▸ Task instructions: Your response should consist of every line below, reproduced without alteration.

▸ Source data:
+++++

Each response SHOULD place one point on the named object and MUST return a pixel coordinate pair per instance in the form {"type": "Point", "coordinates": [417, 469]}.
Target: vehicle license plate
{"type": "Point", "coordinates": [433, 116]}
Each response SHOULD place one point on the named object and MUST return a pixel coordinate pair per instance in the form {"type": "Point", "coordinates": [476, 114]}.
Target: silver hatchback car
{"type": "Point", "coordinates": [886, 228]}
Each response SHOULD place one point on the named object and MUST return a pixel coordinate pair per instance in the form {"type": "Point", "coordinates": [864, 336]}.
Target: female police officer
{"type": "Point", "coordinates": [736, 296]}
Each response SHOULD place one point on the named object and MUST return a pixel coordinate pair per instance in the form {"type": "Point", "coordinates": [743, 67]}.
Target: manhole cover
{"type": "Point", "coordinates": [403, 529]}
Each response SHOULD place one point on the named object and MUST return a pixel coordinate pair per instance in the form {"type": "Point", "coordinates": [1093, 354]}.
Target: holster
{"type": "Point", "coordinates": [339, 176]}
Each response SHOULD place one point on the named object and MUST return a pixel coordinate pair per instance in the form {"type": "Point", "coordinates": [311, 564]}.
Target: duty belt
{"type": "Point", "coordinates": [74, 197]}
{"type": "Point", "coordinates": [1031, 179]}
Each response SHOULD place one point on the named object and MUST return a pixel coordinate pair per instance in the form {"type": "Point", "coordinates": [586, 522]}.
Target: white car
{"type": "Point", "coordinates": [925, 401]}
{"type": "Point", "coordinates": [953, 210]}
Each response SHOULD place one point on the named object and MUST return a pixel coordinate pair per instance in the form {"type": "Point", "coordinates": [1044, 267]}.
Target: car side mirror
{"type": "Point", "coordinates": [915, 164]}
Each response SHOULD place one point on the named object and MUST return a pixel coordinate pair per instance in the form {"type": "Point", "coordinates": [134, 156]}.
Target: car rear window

+++++

▸ Response box:
Each response SHOULD place one point on the named object and MUST return a pixel coordinate pair per instance in the form {"type": "Point", "coordinates": [417, 469]}.
Target: vehicle license plate
{"type": "Point", "coordinates": [433, 116]}
Each response SHOULD place one point on the named object and MUST return a pixel coordinate pair per instance in the form {"type": "Point", "coordinates": [476, 114]}.
Target: silver hatchback car
{"type": "Point", "coordinates": [886, 228]}
Each response SHOULD place one point on the named object and MUST return a pixel coordinate pair per instance in the form {"type": "Point", "coordinates": [864, 336]}.
Target: female police officer
{"type": "Point", "coordinates": [736, 296]}
Each response SHOULD place one point on the named object and MUST return a pixel coordinate pair per instance in the form {"type": "Point", "coordinates": [743, 67]}.
Target: manhole cover
{"type": "Point", "coordinates": [403, 529]}
Each response SHOULD place one point on the named object and MUST return a pixel coordinate pair per instance in the form {"type": "Point", "coordinates": [1093, 354]}.
Target: holster
{"type": "Point", "coordinates": [339, 176]}
Each response SHOULD place one point on the named object and MUST return a pixel coordinate pair per instance in the form {"type": "Point", "coordinates": [311, 564]}.
Target: duty belt
{"type": "Point", "coordinates": [74, 197]}
{"type": "Point", "coordinates": [1031, 179]}
Each response SHOULD place one point on the named object and MUST return a pixel coordinate pair per instance in the form {"type": "Point", "coordinates": [586, 522]}.
Target: white car
{"type": "Point", "coordinates": [925, 401]}
{"type": "Point", "coordinates": [953, 210]}
Each response SHOULD place one point on the named object and MUST return a pixel coordinate pair per instance in the form {"type": "Point", "coordinates": [1044, 267]}.
Target: car side mirror
{"type": "Point", "coordinates": [915, 164]}
Each response SHOULD place one point on the named object and MUST return a pixel coordinate pair per instance in the form {"type": "Point", "coordinates": [134, 156]}.
Target: car rear window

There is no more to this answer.